Pointing records:
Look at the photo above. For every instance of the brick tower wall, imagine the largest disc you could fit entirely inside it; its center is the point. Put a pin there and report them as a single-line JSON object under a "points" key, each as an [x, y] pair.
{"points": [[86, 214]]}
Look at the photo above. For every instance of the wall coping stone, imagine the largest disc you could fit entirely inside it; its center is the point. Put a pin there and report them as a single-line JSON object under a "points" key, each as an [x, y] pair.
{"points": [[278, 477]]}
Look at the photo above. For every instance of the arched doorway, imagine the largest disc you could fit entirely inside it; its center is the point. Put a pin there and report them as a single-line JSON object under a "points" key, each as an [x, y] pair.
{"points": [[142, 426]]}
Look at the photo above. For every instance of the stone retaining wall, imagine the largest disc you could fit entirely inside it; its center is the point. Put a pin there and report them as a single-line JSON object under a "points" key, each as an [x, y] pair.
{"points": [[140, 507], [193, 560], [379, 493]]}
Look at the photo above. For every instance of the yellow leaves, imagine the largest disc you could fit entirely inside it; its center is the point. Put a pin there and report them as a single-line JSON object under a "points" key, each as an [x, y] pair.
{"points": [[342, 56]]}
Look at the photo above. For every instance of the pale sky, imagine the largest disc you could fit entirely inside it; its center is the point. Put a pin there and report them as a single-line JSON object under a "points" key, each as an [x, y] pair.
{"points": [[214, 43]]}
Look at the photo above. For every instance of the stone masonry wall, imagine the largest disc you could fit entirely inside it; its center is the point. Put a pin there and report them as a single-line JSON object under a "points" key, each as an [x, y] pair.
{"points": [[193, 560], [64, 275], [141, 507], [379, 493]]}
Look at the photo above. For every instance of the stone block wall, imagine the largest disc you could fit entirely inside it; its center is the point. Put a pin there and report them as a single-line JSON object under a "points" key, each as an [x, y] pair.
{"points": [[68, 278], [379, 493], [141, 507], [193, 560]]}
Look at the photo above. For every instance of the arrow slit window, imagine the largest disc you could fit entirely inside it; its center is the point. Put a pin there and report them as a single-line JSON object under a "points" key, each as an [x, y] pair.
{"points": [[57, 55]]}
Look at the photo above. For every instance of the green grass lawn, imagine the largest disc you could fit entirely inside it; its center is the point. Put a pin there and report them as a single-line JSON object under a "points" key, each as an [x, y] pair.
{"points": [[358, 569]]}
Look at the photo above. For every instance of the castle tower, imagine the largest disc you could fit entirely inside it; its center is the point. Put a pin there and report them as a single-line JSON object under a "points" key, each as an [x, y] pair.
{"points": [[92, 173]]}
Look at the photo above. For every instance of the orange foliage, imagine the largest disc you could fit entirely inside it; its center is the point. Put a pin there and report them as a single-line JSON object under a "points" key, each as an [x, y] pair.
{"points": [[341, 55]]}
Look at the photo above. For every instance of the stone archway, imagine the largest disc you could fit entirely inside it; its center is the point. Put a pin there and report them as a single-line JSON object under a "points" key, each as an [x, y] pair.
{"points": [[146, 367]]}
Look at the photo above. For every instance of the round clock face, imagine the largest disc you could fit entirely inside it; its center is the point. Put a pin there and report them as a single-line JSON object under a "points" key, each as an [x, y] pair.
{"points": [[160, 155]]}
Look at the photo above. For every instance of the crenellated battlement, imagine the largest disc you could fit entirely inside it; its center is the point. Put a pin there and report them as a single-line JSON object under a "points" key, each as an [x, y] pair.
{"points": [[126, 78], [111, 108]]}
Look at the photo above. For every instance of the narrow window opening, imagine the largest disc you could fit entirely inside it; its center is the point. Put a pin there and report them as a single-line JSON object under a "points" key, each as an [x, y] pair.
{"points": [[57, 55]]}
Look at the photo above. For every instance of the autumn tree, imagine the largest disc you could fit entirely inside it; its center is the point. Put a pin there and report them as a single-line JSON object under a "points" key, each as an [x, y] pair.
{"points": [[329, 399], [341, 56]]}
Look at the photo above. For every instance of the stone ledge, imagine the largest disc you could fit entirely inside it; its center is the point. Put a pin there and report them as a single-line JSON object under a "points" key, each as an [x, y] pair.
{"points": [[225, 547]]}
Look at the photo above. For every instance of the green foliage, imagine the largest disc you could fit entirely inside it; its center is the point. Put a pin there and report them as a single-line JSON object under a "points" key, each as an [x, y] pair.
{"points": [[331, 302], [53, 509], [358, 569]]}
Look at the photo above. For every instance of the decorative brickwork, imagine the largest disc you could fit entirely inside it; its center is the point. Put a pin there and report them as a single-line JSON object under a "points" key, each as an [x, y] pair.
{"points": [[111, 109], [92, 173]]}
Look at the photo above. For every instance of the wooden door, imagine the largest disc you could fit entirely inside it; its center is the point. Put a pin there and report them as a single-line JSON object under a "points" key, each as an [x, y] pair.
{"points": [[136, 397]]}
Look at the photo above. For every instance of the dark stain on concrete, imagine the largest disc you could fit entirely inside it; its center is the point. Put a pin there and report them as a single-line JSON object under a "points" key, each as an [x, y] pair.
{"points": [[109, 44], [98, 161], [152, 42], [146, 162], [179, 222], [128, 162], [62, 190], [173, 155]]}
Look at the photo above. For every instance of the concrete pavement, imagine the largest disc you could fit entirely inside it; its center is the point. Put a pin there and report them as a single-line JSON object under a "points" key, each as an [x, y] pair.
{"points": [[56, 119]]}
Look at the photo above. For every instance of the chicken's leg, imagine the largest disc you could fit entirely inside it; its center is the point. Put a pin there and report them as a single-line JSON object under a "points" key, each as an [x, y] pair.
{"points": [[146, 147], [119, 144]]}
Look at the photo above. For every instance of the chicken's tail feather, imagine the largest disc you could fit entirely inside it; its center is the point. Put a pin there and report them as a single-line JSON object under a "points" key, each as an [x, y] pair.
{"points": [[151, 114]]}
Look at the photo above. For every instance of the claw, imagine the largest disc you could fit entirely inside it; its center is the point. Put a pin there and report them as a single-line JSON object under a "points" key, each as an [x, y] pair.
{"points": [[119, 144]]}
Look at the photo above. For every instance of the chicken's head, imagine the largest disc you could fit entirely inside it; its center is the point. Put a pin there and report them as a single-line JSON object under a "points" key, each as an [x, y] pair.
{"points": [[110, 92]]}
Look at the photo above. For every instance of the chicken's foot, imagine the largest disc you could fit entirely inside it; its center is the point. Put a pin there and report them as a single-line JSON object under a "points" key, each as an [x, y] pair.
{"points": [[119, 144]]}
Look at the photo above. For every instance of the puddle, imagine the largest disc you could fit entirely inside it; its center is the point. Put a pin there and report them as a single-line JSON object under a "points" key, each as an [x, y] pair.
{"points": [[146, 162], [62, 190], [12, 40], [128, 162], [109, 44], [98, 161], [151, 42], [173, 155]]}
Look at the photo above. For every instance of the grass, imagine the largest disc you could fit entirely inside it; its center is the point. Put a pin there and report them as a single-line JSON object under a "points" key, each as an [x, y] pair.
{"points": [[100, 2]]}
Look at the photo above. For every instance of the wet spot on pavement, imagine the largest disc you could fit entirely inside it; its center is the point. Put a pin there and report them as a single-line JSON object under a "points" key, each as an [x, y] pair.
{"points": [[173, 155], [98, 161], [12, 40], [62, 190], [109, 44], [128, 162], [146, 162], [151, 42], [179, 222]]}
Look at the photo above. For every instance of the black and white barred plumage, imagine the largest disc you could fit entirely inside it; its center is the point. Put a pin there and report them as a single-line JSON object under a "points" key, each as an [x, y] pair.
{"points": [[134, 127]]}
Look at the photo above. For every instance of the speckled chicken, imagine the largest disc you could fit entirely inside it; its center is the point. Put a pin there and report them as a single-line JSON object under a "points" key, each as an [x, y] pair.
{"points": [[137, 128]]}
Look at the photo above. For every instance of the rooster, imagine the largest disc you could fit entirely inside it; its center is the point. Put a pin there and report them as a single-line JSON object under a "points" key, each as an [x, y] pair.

● Task directions
Copy each record from above exactly, and include every line.

● The response
Look at the photo above. For every instance of the brick tower wall, imagine the largest disc you could fit entirely inside it; its center is the point. Put a pin there and report them as a single-line JSON object under a "points" key, each as an [x, y] pair.
{"points": [[86, 214]]}
Look at the photo above. For every instance of the wall coping stone, imagine the largest disc you could fit entirely inside it; its center is the point. Put a pin there and report them as a single-line JSON object under a "points" key, each as an [x, y] pair.
{"points": [[278, 477]]}
Look at the photo above. For every instance of the arched doorway, imagine the largest disc you could fit entirely inside it; its center is the point. Put a pin there and report them as a single-line JSON object under a "points" key, each as an [x, y] pair.
{"points": [[142, 426]]}
Look at the photo above. For every instance of the stone retaining wall, imagine the largest disc you could fit entirely inside it; its center is the point. Put a pin there and report them as a single-line JSON object under a "points" key, each as an [x, y] pair.
{"points": [[140, 507], [193, 560], [379, 493]]}
Look at the photo above. For every instance of the yellow leaves, imagine the largest disc you could fit entirely inside it; its center is the point. Put a pin there and report them as a single-line JSON object under a "points" key, each as an [x, y] pair.
{"points": [[342, 56]]}
Look at the photo above. For every instance of the pale sky, imagine the largest disc you could fit entirely inside it; its center is the point. Put a pin there and report them as a single-line JSON object under a "points" key, each as an [x, y] pair.
{"points": [[214, 43]]}
Look at the photo above. For every instance of the stone masonry wall, imagine the largest disc you could fit entirely inside it; its center is the point. Put a pin there and report them as a single-line JSON object under a "points" key, each as an [x, y] pair.
{"points": [[193, 560], [64, 275], [141, 507], [379, 493]]}
Look at the photo above. For every instance of the stone block wall, imagine the largest disc you could fit entirely inside it; its center is the point. Put a pin there and report them as a single-line JSON object under a "points" key, each as an [x, y] pair.
{"points": [[68, 278], [379, 493], [141, 507], [193, 560]]}
Look at the photo above. For every instance of the arrow slit window, imagine the largest disc you could fit entirely inside it; its center is the point. Put a pin there and report them as a single-line JSON object under a "points" key, each as an [x, y] pair.
{"points": [[57, 55]]}
Look at the photo above. For every instance of the green grass lawn, imagine the largest disc you could fit entirely inside it; its center is the point. Put a pin there and report them as a single-line JSON object under a "points" key, each as an [x, y] pair.
{"points": [[358, 569]]}
Look at the photo above. For every instance of the castle tower, imagine the largest disc you could fit entirely inside it; its center is the point. Put a pin there and report them as a single-line JSON object under a "points" key, each as an [x, y] pair.
{"points": [[92, 173]]}
Look at the photo above. For every instance of the orange foliage, imagine the largest disc you could fit entirely inside it; its center is the point. Put a pin there and report them as a single-line JSON object under a "points" key, each as an [x, y] pair.
{"points": [[341, 55]]}
Look at the photo above. For every instance of the stone archway, imagine the largest disc you could fit entirely inside it; its center is the point. Put a pin there and report them as a single-line JSON object under a "points" key, each as an [x, y] pair.
{"points": [[146, 367]]}
Look at the photo above. For every instance of the round clock face, imagine the largest disc you could fit entirely inside it; its center is the point. Put a pin there and report them as a single-line JSON object under a "points" key, each as an [x, y] pair.
{"points": [[160, 155]]}
Look at the photo above. For every instance of the crenellated battlement, imagine the largest disc you could fit entirely inside it; its center is the point. Put a pin there and report them as a single-line JSON object under a "points" key, each as an [x, y] pair.
{"points": [[126, 78], [111, 108]]}
Look at the photo above. For every instance of the narrow window opening, imagine the largest disc you could fit entirely inside it; its center is the point. Put a pin there and report them as a single-line JSON object under a "points" key, each as an [x, y] pair.
{"points": [[57, 55]]}
Look at the photo above. For every instance of the autumn tree, imagine the largest disc you could fit entirely inside it; its center is the point. Put a pin there and report them as a single-line JSON object under a "points" key, each as an [x, y] pair.
{"points": [[329, 399], [341, 56]]}
Look at the photo above. For every instance of the stone ledge, imagine the largest disc you could fit entirely inside it; its center is the point. Put a pin there and report them as a single-line JSON object under a "points" key, each as an [x, y] pair.
{"points": [[225, 547]]}
Look at the photo above. For every instance of the green foliage, imagine the largest disc you could fit entirely inside it; its center is the point. Put a pin there and report them as a single-line JSON object under a "points" key, each as an [x, y] pair.
{"points": [[331, 302], [53, 509], [358, 569]]}
Look at the photo above. For every instance of the decorative brickwork, imagine the largest disc you could fit entirely inside it; its center is the point. Put a pin there and report them as a single-line JSON object under a "points" key, each as an [x, y] pair.
{"points": [[111, 109], [92, 173]]}
Look at the photo above. For every instance of the wooden door, imagine the largest disc you could fit entirely inside it; its center is the point. Put a pin there and report them as a single-line JSON object under a "points" key, each as an [x, y] pair.
{"points": [[136, 397]]}
Look at the photo above. For every instance of the dark stain on concrete, imagine the largest disc you could fit entirely inside it; its center is the point. Put a pin there and report them as a single-line JSON object under a "points" key, each as an [x, y] pair.
{"points": [[109, 44], [98, 161], [152, 42], [146, 162], [179, 222], [128, 162], [62, 190], [173, 155]]}
Look at the photo above. For every instance of the concrete pavement, imagine the largest disc you could fit entirely inside it; its center is the point. Put a pin there and report them as a single-line JSON object under a "points" key, each as an [x, y] pair.
{"points": [[56, 119]]}
Look at the photo above. For every instance of the chicken's leg, imagine the largest disc you could fit entirely inside it; its center is the point. Put a pin there and report them as a single-line JSON object under a "points" key, each as an [x, y] pair.
{"points": [[146, 147], [119, 144]]}
Look at the photo above. For every instance of the chicken's tail feather, imagine the largest disc you could fit entirely inside it; its center is the point. Put a pin there and report them as a single-line JSON object under a "points" key, each as an [x, y] pair.
{"points": [[151, 114]]}
Look at the photo above. For every instance of the claw, imagine the largest disc you could fit entirely inside it; its center is the point. Put a pin there and report them as a single-line JSON object under a "points" key, each as an [x, y] pair.
{"points": [[119, 144]]}
Look at the photo above. For every instance of the chicken's head, imagine the largest disc you could fit entirely inside it; its center is the point. Put a pin there and report them as a single-line JSON object under a "points" key, each as an [x, y] pair.
{"points": [[110, 92]]}
Look at the photo above. For every instance of the chicken's foot, imagine the largest disc you could fit entirely inside it; its center is the point. Put a pin there and report them as a single-line JSON object under a "points" key, each as an [x, y] pair.
{"points": [[119, 144]]}
Look at the photo above. For every instance of the puddle, imagine the largest disc you could fit entirely inside it; its center is the point. Put a pin there and report them as a single-line JSON object under a "points" key, each as an [x, y] pair.
{"points": [[146, 162], [62, 190], [12, 40], [128, 162], [109, 44], [98, 161], [151, 42], [173, 155]]}
Look at the photo above. For every instance of the grass, imagine the largest disc you could fit entirely inside it; its center is the point. Put a pin there and report them as a single-line JSON object under a "points" key, each as an [x, y] pair.
{"points": [[100, 2]]}
Look at the photo above. For every instance of the wet spot on pavement, imagine the largest disc you could fit entirely inside it; its center is the point. Put a pin there and report them as a single-line JSON object under a "points" key, each as an [x, y] pair.
{"points": [[173, 155], [98, 161], [12, 40], [62, 190], [109, 44], [128, 162], [146, 162], [151, 42], [179, 222]]}
Look at the photo above. For every instance of the black and white barred plumage, imagine the largest disc you could fit entirely inside it; its center is the point. Put a pin there and report them as a single-line JSON object under a "points" key, each as an [x, y] pair.
{"points": [[134, 127]]}
Look at the photo above. For every instance of the speckled chicken, imagine the largest disc you could fit entirely inside it; its center is the point. Put a pin there and report them as a single-line JSON object under a "points" key, each as an [x, y] pair.
{"points": [[137, 128]]}
Look at the photo above. For every instance of the rooster, imagine the largest disc you could fit entirely inside it; its center is the point. Put a pin there and report them as a single-line JSON object under a "points" key, each as an [x, y] pair.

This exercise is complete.